==== Records to process

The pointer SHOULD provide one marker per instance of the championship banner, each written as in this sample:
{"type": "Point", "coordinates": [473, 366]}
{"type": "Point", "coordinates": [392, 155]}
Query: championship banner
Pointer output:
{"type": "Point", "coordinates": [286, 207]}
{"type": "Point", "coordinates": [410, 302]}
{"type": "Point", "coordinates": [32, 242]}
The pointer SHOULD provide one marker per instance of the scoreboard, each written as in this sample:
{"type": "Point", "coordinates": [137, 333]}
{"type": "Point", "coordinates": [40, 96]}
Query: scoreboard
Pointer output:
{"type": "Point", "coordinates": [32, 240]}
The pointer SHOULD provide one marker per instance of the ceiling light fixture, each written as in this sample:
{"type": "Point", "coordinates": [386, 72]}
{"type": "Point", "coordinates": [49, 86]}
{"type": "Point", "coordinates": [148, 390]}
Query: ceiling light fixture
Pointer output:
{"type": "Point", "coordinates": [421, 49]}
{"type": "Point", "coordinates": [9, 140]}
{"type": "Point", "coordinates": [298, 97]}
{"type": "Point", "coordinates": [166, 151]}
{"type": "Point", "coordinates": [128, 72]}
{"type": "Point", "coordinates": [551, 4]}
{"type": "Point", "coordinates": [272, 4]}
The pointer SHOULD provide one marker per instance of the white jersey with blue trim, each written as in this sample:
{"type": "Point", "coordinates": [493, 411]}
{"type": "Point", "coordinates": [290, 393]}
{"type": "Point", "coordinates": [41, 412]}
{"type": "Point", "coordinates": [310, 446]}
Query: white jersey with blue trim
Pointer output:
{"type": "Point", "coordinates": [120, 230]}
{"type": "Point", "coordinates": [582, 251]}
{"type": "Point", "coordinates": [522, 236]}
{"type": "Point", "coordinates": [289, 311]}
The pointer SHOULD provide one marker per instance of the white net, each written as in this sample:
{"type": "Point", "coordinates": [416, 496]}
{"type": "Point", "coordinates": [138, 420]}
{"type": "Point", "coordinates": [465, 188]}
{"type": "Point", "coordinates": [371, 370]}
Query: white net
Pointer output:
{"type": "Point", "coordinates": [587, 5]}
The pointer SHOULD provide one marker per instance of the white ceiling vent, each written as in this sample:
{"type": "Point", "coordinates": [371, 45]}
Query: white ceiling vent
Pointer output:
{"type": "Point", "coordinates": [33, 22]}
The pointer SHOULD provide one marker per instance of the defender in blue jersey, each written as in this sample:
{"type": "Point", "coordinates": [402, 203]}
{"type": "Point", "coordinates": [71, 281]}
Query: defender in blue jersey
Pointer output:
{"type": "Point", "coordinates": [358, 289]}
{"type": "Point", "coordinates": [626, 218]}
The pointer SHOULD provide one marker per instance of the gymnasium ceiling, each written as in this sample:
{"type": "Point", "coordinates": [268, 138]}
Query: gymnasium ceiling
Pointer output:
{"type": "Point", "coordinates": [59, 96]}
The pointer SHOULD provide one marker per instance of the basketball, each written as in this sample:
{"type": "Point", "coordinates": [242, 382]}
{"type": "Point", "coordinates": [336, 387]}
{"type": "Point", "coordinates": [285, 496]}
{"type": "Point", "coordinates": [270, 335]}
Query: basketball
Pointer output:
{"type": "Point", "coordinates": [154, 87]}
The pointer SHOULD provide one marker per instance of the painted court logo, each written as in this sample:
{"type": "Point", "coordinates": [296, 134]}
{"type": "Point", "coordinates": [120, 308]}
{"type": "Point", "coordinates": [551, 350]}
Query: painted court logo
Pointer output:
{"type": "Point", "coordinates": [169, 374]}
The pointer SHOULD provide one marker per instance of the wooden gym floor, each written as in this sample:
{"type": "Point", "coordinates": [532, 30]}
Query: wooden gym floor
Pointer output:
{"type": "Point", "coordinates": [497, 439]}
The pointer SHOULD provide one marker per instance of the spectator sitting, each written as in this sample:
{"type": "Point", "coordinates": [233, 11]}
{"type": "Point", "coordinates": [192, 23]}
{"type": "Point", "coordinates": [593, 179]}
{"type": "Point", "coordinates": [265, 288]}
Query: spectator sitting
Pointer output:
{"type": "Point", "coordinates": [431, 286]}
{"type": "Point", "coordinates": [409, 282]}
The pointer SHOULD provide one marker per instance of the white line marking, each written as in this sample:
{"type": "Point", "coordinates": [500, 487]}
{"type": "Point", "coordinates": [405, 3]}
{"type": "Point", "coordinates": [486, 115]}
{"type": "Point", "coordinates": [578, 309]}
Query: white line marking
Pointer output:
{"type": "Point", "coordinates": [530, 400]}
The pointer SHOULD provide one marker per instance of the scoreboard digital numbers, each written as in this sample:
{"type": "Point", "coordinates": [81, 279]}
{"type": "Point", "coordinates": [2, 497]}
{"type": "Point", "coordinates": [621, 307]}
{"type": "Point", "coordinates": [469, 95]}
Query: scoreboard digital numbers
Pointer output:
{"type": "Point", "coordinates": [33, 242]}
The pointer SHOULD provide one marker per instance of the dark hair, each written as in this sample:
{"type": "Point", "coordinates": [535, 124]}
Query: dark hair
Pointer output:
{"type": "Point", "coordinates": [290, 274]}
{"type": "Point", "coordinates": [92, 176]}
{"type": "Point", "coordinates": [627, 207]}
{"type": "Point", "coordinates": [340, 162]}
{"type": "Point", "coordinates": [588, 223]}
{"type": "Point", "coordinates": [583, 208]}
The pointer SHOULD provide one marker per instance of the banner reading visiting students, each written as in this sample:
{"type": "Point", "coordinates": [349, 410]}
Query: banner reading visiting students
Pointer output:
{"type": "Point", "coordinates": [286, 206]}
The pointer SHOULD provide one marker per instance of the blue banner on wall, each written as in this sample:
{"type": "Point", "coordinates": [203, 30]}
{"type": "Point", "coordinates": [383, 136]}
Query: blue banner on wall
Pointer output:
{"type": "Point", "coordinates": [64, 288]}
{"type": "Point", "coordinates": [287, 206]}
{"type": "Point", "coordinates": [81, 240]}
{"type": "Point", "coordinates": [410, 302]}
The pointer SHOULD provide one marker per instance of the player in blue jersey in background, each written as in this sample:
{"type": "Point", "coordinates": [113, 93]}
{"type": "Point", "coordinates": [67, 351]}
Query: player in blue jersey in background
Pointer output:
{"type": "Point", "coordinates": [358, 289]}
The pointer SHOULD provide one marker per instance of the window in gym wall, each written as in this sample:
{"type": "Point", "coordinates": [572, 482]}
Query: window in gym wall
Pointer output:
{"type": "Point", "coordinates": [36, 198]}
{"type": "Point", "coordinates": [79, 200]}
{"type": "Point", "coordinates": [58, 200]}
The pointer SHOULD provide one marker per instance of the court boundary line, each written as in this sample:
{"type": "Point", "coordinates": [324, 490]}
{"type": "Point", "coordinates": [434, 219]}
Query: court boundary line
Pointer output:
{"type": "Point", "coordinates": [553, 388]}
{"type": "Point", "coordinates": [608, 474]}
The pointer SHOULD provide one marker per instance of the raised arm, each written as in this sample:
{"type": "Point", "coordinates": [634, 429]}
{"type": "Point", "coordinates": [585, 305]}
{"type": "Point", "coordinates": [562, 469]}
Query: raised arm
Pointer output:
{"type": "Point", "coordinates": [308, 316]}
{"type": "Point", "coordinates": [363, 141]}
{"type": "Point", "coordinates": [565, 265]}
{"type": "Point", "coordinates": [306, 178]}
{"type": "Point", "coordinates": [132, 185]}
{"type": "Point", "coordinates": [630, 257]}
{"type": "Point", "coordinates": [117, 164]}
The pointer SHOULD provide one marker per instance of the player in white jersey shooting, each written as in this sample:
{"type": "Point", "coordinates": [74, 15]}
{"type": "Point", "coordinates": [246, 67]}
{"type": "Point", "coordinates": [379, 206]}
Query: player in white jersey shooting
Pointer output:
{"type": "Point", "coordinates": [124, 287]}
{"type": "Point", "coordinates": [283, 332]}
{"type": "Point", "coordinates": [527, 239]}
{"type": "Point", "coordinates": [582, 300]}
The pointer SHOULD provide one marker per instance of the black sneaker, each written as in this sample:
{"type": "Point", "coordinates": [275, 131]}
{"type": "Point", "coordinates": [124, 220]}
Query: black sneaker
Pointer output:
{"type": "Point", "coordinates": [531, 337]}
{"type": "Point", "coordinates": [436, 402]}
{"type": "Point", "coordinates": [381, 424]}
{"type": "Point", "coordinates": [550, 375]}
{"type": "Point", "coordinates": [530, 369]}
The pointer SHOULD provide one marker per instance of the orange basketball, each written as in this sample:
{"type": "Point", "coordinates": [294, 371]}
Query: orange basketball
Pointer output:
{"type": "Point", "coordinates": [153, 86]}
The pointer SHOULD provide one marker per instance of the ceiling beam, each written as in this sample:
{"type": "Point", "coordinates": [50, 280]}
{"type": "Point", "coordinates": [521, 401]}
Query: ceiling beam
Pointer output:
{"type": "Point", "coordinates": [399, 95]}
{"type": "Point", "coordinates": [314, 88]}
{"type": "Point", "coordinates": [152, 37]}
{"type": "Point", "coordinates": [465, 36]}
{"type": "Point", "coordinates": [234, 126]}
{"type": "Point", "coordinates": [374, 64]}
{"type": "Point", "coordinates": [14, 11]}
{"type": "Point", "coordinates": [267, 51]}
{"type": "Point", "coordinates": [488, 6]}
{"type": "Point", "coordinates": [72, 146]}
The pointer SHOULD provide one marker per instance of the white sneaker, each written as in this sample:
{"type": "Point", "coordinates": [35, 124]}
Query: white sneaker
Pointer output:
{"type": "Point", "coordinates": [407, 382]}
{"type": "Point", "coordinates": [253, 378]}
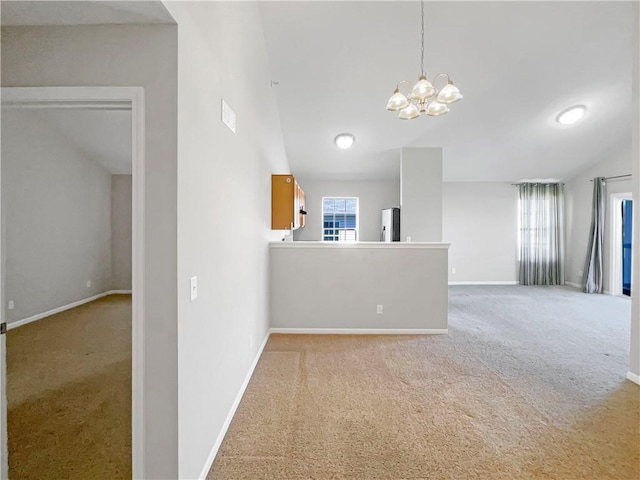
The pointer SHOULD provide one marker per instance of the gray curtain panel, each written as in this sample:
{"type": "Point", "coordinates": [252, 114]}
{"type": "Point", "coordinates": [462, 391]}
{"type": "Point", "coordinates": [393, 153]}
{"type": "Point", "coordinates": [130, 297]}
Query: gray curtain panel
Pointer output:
{"type": "Point", "coordinates": [541, 234]}
{"type": "Point", "coordinates": [592, 282]}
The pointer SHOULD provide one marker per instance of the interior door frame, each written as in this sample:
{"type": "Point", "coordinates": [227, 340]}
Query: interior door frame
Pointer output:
{"type": "Point", "coordinates": [100, 98]}
{"type": "Point", "coordinates": [615, 237]}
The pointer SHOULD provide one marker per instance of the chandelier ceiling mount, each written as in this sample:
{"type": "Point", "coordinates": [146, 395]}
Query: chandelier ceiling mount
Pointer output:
{"type": "Point", "coordinates": [424, 97]}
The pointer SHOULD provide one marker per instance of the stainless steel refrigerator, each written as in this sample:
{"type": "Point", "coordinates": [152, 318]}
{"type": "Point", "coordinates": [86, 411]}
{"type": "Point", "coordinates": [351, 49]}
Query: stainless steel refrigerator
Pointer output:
{"type": "Point", "coordinates": [390, 231]}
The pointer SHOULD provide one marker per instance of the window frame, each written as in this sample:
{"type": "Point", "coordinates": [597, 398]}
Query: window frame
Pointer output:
{"type": "Point", "coordinates": [357, 214]}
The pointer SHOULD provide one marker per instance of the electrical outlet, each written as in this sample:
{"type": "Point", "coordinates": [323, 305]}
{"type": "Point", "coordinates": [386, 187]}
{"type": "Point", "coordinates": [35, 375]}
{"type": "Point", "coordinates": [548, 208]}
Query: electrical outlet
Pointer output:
{"type": "Point", "coordinates": [228, 116]}
{"type": "Point", "coordinates": [194, 288]}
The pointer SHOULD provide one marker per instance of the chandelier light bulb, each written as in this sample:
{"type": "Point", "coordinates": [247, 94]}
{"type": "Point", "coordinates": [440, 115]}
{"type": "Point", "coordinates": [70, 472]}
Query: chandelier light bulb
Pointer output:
{"type": "Point", "coordinates": [571, 115]}
{"type": "Point", "coordinates": [436, 109]}
{"type": "Point", "coordinates": [344, 141]}
{"type": "Point", "coordinates": [397, 101]}
{"type": "Point", "coordinates": [409, 112]}
{"type": "Point", "coordinates": [449, 94]}
{"type": "Point", "coordinates": [424, 97]}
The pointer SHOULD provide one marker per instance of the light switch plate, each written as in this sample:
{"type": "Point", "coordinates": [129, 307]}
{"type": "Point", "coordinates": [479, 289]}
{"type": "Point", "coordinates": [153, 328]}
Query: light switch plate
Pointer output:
{"type": "Point", "coordinates": [228, 116]}
{"type": "Point", "coordinates": [194, 288]}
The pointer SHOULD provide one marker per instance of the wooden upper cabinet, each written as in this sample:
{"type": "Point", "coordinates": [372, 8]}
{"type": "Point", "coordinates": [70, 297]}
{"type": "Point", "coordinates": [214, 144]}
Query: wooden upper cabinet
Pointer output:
{"type": "Point", "coordinates": [287, 203]}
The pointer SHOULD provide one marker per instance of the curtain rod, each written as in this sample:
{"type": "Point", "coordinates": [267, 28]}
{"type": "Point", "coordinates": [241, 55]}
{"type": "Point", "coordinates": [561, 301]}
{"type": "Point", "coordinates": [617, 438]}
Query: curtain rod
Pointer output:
{"type": "Point", "coordinates": [611, 178]}
{"type": "Point", "coordinates": [537, 183]}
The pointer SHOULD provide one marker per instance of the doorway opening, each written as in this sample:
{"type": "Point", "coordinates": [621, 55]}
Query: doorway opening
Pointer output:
{"type": "Point", "coordinates": [621, 228]}
{"type": "Point", "coordinates": [627, 225]}
{"type": "Point", "coordinates": [85, 102]}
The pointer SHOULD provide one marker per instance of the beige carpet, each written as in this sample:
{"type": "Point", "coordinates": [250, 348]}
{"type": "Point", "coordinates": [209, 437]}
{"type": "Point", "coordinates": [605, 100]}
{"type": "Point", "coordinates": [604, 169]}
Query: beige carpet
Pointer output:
{"type": "Point", "coordinates": [69, 394]}
{"type": "Point", "coordinates": [491, 400]}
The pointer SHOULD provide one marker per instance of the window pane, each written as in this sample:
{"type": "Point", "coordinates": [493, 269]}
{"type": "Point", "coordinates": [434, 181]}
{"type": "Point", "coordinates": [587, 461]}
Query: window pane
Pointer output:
{"type": "Point", "coordinates": [328, 205]}
{"type": "Point", "coordinates": [339, 219]}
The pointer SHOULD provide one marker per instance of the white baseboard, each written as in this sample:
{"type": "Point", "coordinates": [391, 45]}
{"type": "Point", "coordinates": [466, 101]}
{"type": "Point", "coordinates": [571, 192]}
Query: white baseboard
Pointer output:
{"type": "Point", "coordinates": [633, 377]}
{"type": "Point", "coordinates": [232, 412]}
{"type": "Point", "coordinates": [48, 313]}
{"type": "Point", "coordinates": [360, 331]}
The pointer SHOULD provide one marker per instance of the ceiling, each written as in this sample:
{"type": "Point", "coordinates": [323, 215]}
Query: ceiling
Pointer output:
{"type": "Point", "coordinates": [518, 65]}
{"type": "Point", "coordinates": [102, 136]}
{"type": "Point", "coordinates": [83, 13]}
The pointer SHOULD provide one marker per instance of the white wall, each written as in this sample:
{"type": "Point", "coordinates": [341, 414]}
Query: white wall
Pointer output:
{"type": "Point", "coordinates": [121, 214]}
{"type": "Point", "coordinates": [421, 194]}
{"type": "Point", "coordinates": [224, 212]}
{"type": "Point", "coordinates": [58, 206]}
{"type": "Point", "coordinates": [373, 197]}
{"type": "Point", "coordinates": [344, 283]}
{"type": "Point", "coordinates": [578, 205]}
{"type": "Point", "coordinates": [480, 221]}
{"type": "Point", "coordinates": [128, 55]}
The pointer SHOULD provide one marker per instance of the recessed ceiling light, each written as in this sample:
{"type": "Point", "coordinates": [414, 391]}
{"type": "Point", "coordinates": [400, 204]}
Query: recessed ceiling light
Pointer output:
{"type": "Point", "coordinates": [344, 140]}
{"type": "Point", "coordinates": [571, 115]}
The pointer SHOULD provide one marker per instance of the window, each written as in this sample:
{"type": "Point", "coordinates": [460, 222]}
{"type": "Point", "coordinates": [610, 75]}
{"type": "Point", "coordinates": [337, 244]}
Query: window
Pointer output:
{"type": "Point", "coordinates": [339, 219]}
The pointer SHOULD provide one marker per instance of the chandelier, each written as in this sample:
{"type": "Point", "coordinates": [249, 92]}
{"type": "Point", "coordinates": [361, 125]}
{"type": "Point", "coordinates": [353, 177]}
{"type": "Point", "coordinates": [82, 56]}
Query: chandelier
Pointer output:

========

Please copy out the lines of the material above without changes, from the line with "white net, each" to the line with "Query: white net", including both of those lines.

The pointer SHOULD provide one marker per instance of the white net, each written as in this sample:
{"type": "Point", "coordinates": [416, 496]}
{"type": "Point", "coordinates": [138, 420]}
{"type": "Point", "coordinates": [465, 188]}
{"type": "Point", "coordinates": [371, 370]}
Query: white net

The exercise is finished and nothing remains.